Everything from the line containing "the nose in the photograph above." through the last line of the records below should be printed exactly, please, and nothing else.
┌────────
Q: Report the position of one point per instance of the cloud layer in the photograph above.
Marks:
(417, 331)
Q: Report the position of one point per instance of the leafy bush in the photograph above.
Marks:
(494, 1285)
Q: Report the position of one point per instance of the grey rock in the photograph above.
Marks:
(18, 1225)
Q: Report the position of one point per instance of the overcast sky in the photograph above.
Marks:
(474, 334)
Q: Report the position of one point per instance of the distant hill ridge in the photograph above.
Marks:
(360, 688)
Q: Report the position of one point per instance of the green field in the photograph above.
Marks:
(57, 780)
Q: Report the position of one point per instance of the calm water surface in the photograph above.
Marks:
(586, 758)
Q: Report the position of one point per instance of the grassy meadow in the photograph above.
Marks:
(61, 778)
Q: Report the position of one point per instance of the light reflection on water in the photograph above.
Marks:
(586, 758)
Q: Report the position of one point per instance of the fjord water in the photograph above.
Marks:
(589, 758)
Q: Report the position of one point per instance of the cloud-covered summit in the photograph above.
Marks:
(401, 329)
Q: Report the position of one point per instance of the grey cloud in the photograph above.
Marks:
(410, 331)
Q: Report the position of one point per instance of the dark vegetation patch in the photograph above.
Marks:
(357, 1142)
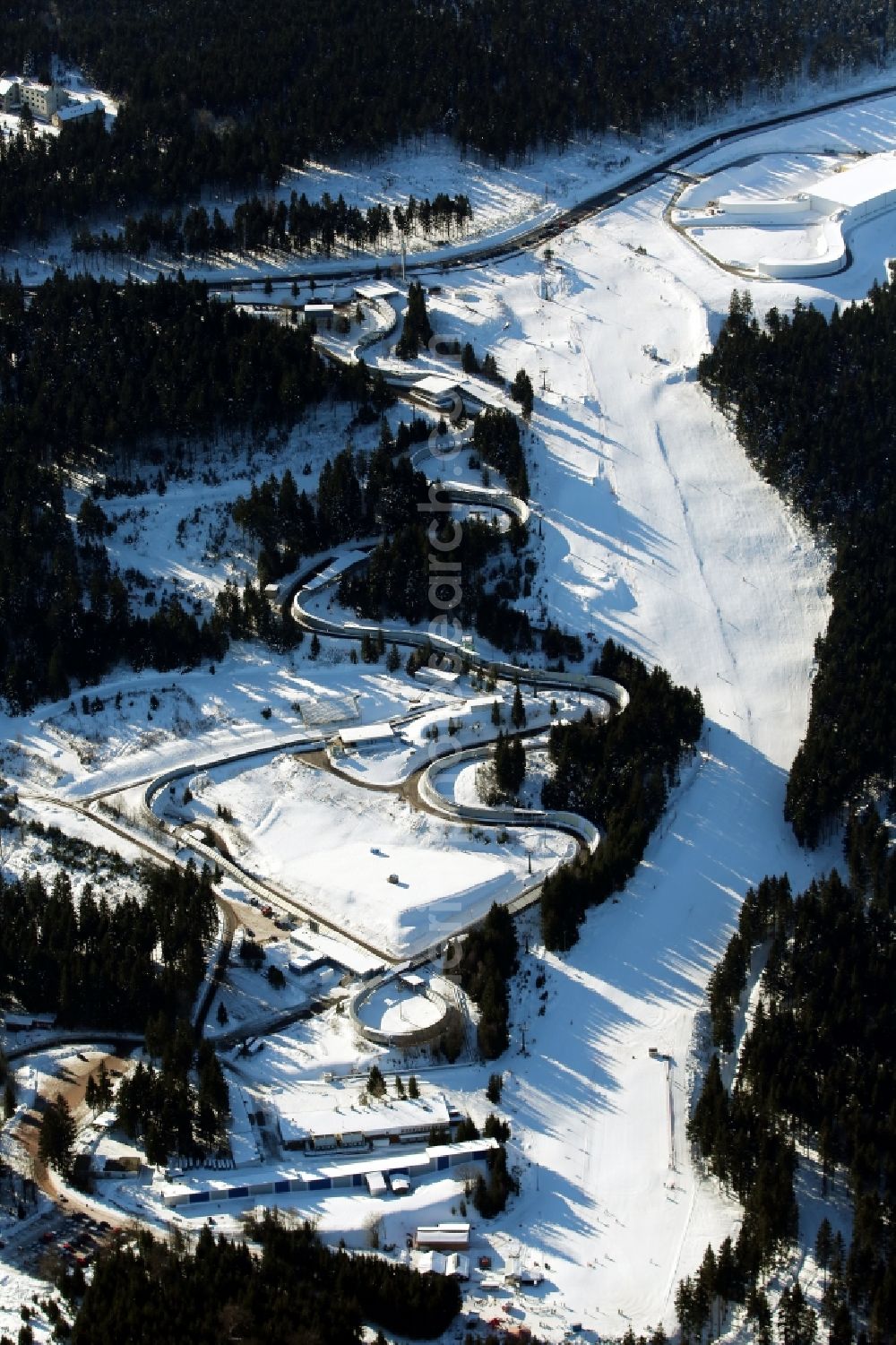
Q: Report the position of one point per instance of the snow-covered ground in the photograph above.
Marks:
(380, 869)
(655, 531)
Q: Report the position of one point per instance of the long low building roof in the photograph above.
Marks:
(863, 182)
(383, 1118)
(367, 733)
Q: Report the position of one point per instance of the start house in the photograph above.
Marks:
(393, 1122)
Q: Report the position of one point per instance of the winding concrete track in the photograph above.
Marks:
(547, 230)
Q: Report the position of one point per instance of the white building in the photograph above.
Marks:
(443, 1237)
(864, 190)
(392, 1121)
(436, 392)
(10, 94)
(366, 736)
(43, 99)
(77, 109)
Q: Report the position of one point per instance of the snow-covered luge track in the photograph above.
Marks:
(584, 830)
(407, 636)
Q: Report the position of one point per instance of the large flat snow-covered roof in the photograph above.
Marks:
(853, 185)
(367, 733)
(388, 1118)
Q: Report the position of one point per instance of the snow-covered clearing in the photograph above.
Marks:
(370, 862)
(655, 531)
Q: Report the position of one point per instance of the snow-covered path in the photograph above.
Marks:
(657, 533)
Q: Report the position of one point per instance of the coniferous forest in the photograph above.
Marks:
(99, 963)
(104, 377)
(214, 97)
(814, 405)
(817, 1068)
(295, 1291)
(617, 772)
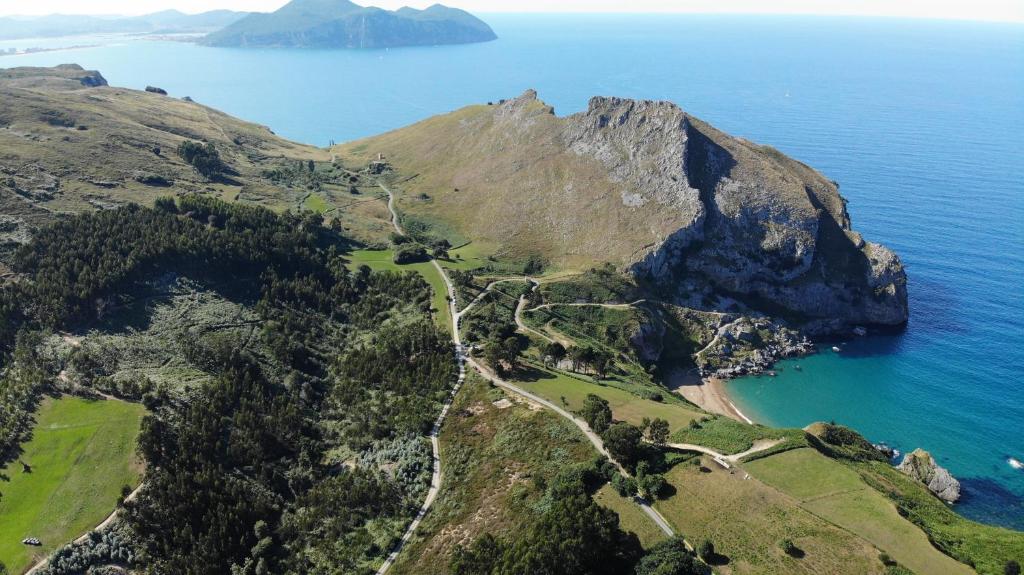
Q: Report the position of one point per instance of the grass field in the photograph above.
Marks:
(625, 405)
(747, 520)
(631, 518)
(836, 492)
(380, 260)
(81, 454)
(496, 462)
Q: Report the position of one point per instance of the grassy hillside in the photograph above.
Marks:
(498, 454)
(81, 454)
(835, 492)
(747, 521)
(53, 130)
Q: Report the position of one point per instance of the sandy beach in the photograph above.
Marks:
(708, 393)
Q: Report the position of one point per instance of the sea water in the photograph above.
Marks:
(922, 123)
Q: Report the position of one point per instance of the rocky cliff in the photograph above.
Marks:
(718, 221)
(921, 466)
(340, 24)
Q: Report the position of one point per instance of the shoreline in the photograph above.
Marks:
(708, 393)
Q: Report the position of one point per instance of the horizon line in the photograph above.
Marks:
(585, 13)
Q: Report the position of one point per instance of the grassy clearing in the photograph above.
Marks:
(631, 518)
(729, 436)
(986, 546)
(836, 492)
(627, 406)
(380, 260)
(315, 203)
(496, 465)
(747, 520)
(81, 454)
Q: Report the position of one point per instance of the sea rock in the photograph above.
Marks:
(921, 466)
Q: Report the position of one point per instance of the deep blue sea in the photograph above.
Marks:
(922, 123)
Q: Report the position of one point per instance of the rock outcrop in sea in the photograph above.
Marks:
(921, 466)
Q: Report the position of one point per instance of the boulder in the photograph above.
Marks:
(921, 466)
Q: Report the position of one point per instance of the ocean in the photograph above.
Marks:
(922, 123)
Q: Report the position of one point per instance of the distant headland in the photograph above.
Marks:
(340, 24)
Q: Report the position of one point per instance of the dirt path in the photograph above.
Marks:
(102, 525)
(436, 477)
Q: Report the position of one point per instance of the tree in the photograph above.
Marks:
(670, 558)
(511, 348)
(625, 486)
(596, 412)
(479, 559)
(553, 353)
(166, 204)
(791, 548)
(657, 432)
(707, 550)
(623, 441)
(600, 360)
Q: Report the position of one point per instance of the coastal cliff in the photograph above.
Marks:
(714, 221)
(340, 24)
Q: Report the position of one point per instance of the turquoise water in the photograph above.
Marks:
(921, 122)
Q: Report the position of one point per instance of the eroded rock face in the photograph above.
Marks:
(921, 466)
(752, 221)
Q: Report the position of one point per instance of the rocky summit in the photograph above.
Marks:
(716, 221)
(921, 466)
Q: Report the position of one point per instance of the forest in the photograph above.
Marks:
(314, 467)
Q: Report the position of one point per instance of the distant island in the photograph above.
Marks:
(340, 24)
(167, 21)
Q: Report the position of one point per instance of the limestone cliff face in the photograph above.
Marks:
(656, 191)
(752, 221)
(921, 466)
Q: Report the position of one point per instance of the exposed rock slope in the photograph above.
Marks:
(653, 189)
(921, 466)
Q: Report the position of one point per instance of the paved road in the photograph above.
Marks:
(435, 480)
(463, 359)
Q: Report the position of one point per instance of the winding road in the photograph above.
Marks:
(463, 359)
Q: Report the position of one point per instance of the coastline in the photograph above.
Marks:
(708, 393)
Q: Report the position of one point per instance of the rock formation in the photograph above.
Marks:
(921, 466)
(720, 222)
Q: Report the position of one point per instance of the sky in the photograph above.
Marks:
(1003, 10)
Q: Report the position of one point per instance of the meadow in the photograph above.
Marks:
(834, 491)
(81, 454)
(381, 260)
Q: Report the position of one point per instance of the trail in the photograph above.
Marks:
(463, 359)
(436, 477)
(103, 524)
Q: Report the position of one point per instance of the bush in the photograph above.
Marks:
(410, 254)
(205, 159)
(707, 550)
(791, 548)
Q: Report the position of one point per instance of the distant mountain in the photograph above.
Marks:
(340, 24)
(168, 21)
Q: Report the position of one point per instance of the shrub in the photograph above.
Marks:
(707, 550)
(791, 548)
(205, 159)
(410, 253)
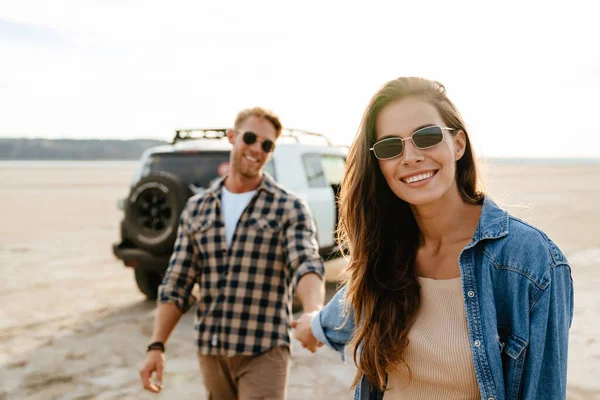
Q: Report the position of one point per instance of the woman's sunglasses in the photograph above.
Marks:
(423, 138)
(251, 138)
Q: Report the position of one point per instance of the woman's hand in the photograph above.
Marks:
(304, 332)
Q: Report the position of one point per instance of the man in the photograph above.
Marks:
(249, 244)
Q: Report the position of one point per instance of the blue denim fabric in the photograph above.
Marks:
(518, 295)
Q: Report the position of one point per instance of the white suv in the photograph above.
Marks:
(303, 162)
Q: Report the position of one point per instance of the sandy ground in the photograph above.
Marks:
(74, 326)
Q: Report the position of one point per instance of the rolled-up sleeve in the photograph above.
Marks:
(183, 270)
(302, 248)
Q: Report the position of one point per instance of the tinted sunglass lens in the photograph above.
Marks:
(268, 146)
(388, 148)
(249, 137)
(428, 137)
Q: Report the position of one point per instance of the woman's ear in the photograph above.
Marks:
(460, 144)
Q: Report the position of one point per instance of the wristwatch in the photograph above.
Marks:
(156, 346)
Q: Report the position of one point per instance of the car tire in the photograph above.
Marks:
(148, 282)
(152, 212)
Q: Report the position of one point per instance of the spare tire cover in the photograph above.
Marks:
(152, 211)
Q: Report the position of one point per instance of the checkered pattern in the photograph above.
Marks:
(246, 291)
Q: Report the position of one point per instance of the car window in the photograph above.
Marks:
(314, 170)
(333, 168)
(198, 168)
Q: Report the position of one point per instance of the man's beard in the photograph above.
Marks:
(247, 172)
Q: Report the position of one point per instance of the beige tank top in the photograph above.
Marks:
(438, 353)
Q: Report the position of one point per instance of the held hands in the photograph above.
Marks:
(304, 332)
(155, 363)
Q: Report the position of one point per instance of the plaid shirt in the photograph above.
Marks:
(246, 290)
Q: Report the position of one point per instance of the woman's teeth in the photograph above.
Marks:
(417, 178)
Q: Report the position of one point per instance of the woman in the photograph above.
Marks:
(446, 295)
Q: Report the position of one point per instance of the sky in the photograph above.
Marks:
(524, 74)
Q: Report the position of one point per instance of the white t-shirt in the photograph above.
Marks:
(232, 206)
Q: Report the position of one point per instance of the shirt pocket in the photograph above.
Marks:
(263, 230)
(513, 350)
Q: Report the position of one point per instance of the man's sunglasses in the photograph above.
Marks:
(423, 138)
(251, 138)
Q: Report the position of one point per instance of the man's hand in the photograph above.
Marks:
(155, 363)
(304, 332)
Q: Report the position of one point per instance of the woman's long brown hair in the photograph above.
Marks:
(381, 235)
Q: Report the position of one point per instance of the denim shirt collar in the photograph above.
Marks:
(493, 223)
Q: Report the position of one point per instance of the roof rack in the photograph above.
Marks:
(204, 133)
(219, 133)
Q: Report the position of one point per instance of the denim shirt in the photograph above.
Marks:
(518, 295)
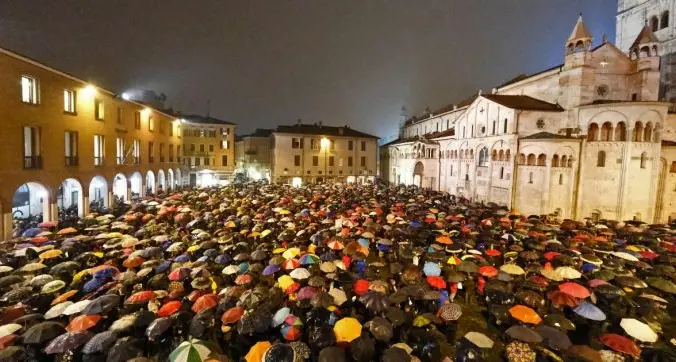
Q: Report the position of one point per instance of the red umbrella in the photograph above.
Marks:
(205, 302)
(243, 279)
(574, 289)
(620, 343)
(169, 308)
(436, 282)
(488, 271)
(140, 297)
(361, 286)
(179, 274)
(232, 315)
(562, 299)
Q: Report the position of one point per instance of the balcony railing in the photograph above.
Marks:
(32, 162)
(72, 161)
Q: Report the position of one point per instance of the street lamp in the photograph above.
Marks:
(325, 143)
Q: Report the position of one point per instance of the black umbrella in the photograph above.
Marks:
(42, 332)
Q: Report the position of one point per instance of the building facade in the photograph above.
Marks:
(69, 145)
(305, 153)
(253, 153)
(208, 150)
(587, 138)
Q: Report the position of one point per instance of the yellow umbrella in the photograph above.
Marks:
(347, 329)
(51, 254)
(257, 351)
(291, 253)
(285, 282)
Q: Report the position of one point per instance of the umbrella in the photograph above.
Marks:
(347, 329)
(620, 343)
(525, 314)
(638, 330)
(479, 339)
(68, 342)
(590, 311)
(192, 350)
(523, 334)
(42, 332)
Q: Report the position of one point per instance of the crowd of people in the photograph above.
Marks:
(336, 272)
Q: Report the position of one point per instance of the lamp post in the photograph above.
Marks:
(325, 143)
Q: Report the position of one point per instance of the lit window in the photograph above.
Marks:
(29, 90)
(98, 109)
(69, 101)
(99, 148)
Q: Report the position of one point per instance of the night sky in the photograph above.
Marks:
(264, 63)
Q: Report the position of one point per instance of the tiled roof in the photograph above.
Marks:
(547, 136)
(317, 129)
(523, 102)
(195, 118)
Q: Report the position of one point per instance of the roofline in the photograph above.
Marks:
(34, 62)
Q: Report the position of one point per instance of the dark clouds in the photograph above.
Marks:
(270, 62)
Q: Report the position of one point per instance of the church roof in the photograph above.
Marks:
(526, 103)
(580, 31)
(644, 37)
(547, 136)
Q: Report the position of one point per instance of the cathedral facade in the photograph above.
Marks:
(586, 138)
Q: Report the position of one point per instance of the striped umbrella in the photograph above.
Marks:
(190, 351)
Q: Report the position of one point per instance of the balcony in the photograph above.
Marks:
(32, 162)
(72, 161)
(197, 153)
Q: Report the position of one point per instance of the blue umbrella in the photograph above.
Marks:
(590, 311)
(33, 232)
(431, 269)
(271, 269)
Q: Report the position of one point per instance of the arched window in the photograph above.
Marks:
(593, 133)
(648, 133)
(542, 159)
(621, 132)
(601, 159)
(638, 132)
(606, 132)
(483, 157)
(531, 160)
(644, 158)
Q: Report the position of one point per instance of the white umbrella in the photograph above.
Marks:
(479, 339)
(638, 330)
(57, 310)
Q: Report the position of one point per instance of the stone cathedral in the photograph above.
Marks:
(592, 137)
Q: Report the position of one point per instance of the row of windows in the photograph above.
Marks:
(619, 133)
(330, 161)
(30, 93)
(206, 132)
(32, 141)
(316, 144)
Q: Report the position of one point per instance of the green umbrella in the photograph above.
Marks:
(190, 351)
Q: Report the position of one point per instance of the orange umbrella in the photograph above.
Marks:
(205, 302)
(525, 314)
(169, 308)
(83, 322)
(232, 315)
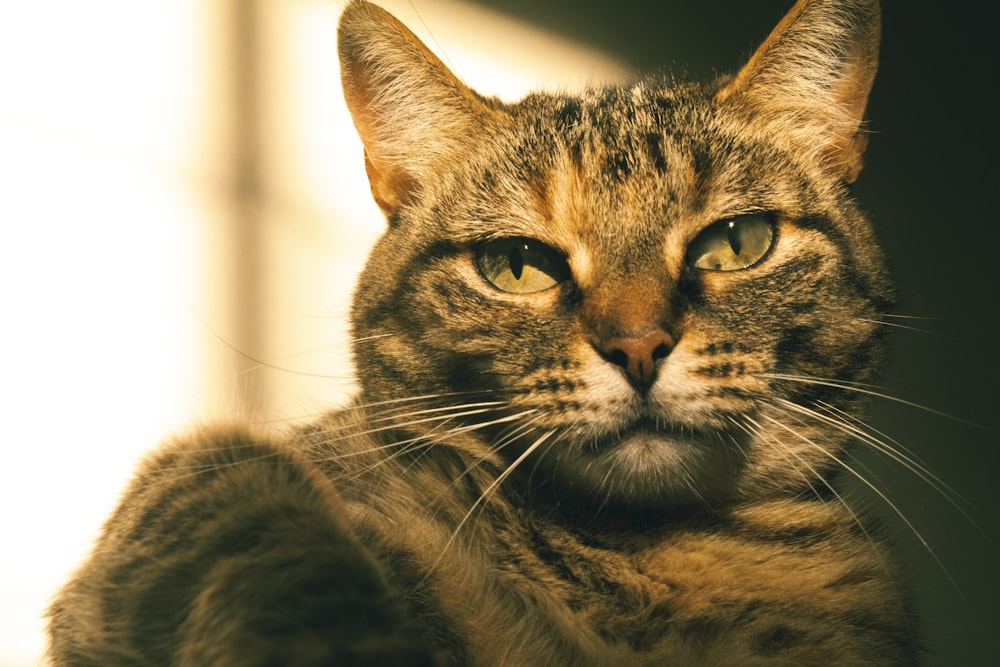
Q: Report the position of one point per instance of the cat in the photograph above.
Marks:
(603, 347)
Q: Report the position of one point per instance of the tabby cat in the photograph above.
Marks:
(602, 347)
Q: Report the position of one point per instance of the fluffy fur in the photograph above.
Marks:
(633, 463)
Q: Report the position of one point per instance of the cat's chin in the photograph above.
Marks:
(655, 469)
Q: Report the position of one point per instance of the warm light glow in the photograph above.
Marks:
(114, 272)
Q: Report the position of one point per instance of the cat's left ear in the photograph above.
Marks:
(810, 80)
(412, 113)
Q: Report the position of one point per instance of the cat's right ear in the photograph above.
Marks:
(412, 113)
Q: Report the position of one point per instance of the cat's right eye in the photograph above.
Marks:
(521, 265)
(732, 244)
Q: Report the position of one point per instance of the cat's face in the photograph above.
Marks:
(619, 290)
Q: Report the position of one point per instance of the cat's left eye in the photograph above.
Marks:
(521, 265)
(732, 244)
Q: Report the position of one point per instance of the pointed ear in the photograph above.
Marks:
(811, 78)
(410, 111)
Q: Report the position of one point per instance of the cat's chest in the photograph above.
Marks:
(542, 594)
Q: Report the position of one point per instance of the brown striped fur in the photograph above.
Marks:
(634, 466)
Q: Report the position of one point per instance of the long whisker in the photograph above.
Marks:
(881, 495)
(486, 494)
(863, 389)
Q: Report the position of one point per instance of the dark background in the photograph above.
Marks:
(929, 185)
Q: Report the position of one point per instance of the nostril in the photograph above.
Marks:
(662, 350)
(638, 356)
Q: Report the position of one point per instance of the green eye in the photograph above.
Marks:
(731, 245)
(521, 265)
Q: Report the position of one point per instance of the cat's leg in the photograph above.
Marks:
(229, 550)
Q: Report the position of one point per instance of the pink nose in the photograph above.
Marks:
(639, 355)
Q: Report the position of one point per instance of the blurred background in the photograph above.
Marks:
(183, 209)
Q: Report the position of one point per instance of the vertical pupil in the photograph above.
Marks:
(733, 237)
(516, 260)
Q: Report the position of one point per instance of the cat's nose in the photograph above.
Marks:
(639, 356)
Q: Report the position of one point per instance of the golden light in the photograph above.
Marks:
(124, 269)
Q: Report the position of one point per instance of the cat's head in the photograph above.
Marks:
(648, 294)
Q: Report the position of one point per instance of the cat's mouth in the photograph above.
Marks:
(649, 463)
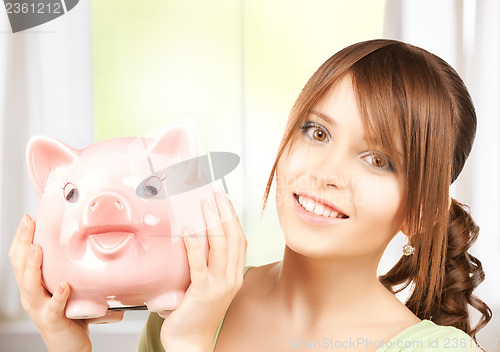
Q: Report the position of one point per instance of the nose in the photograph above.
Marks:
(105, 209)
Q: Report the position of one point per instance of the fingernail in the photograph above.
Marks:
(211, 206)
(223, 195)
(24, 224)
(189, 231)
(32, 252)
(61, 288)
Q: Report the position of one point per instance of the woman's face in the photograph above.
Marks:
(335, 197)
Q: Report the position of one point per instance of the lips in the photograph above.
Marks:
(313, 210)
(109, 241)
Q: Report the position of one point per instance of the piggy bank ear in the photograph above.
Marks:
(44, 155)
(178, 142)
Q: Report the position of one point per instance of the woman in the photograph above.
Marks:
(372, 145)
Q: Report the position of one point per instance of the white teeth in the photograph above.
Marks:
(310, 205)
(318, 209)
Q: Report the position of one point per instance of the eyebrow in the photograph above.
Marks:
(324, 117)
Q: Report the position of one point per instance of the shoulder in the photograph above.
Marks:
(430, 337)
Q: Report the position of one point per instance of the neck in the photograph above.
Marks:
(313, 288)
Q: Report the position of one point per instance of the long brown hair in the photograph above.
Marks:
(415, 106)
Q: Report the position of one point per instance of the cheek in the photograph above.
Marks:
(380, 202)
└────────
— Final result —
Q: Report the position of one point per instance of the nose in the photograph above.
Marks:
(105, 209)
Q: Report the position of one point per instance of the fingernail in the photograph above.
Marks:
(211, 206)
(223, 195)
(24, 224)
(189, 231)
(32, 252)
(61, 288)
Q: Report the position of one point per instance of the woman's face in the photograph above.
Marks:
(335, 197)
Q: Report the position of one point per instance of the lips in the photograph above.
Marks:
(313, 210)
(109, 241)
Q: Report the position of one point per instance of the piggy bank ear in the photograph above.
Marks:
(44, 155)
(178, 142)
Q: Report the position of one point per instance of the woman in the photograph above.
Marks:
(372, 145)
Q: Report the position of one point per instance of the white teeth in the photograph above.
Marks:
(310, 205)
(318, 209)
Q: Report the position of one point per instance of the eyebrow in the photograph above.
Marks:
(324, 117)
Q: Report the position of one point per instance of the shoulder in the photograph above.
Marks:
(430, 337)
Q: Report the position of one point per instance of the neck in the photograph above.
Marks:
(313, 288)
Q: Report the position of one point per instance of the long brown hair in the photograph above.
Marks:
(415, 106)
Q: Report the position of one point per instance of the cheek in the photograph above.
Marks:
(380, 202)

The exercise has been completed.